*** Excerpted text Section Begins ***
Some researchers believe that the ADA guidelines might be too stringent for older adults, which in turn skew these results. However, even when utilizing less stringent rules, researchers found there are still many older Americans who do not manage their diabetes well, which can lead to several long-term health problems such as kidney disease and blindness.
A recently published report in the Diabetes Care journal explains that researchers also noticed crucial racial disparities, especially in women, in how diabetes is being managed: African-American women are much less likely to maintain acceptable blood sugar, cholesterol levels and blood pressure in comparison to white women.
This suggests there is still much to be done concerning care of those over 65 with diabetes. In addition, medications to lower blood sugar and blood pressure might have severe side effects that outweigh the benefits — a factor that needs to be especially considered with senior citizens.
“This research gives us a good picture of diabetes control in older adults and gets us thinking about what it means that older Americans are not meeting clinical targets and how we should address this from a public health perspective. There is tremendous debate about appropriate clinical targets for diabetes in older adults, particularly for glucose control. Are some older adults being over-treated? Are some being under-treated? These are questions for which we don’t have answers,” noted Elizabeth Selvin, study leader.
For this project, data from the Atherosclerosis Risk in Communities Study (ARIC) was used, which followed 15,792 middle-aged adults from North Carolina, Maryland, Minnesota and Mississippi. Researchers assessed hemoglobin A1C, LDL cholesterol and blood pressure, discovering that when they were less stringent in these levels according to ADA standards, results were better but still off-target.
The scientists highlighted that those with poor diabetes management behaviors might be more likely to develop other diseases since diabetes can be associated with kidney disease, nerve damage and blindness, and they should be kept under surveillance.
“There is a question in this field of how much good we are doing as opposed to harm when we try to tightly control diabetes in older people, because the treatments are not benign in older adults,” Parrinello added. “If the primary benefit of glucose control, for example, is to prevent kidney, eye and nerve damage — complications that take 10 to 20 years to develop — maybe it doesn’t make sense to focus on glucose control in certain patients where diabetes may be the least of their concern.”
Additional research is required to assess the best targets to assess diabetes in older populations and to confirm the racial disparities.
*** Excerpted text Section Ends ***
*** Data provided Section Begins ***
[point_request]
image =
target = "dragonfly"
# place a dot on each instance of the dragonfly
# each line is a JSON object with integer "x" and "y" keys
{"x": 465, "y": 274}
*** Data provided Section Ends ***
_Exercise 1_. Retype everything in the diabetes passage from "For this project, data" down to "but still off-target.".
_Exercise 2_. According to the diabetes passage, how many middle-aged adults did the Atherosclerosis Risk in Communities Study follow?
Rely solely on the diabetes passage when responding.

_Task output 1_.
For this project, data from the Atherosclerosis Risk in Communities Study (ARIC) was used, which followed 15,792 middle-aged adults from North Carolina, Maryland, Minnesota and Mississippi. Researchers assessed hemoglobin A1C, LDL cholesterol and blood pressure, discovering that when they were less stringent in these levels according to ADA standards, results were better but still off-target.

_Task output 2_. 15,792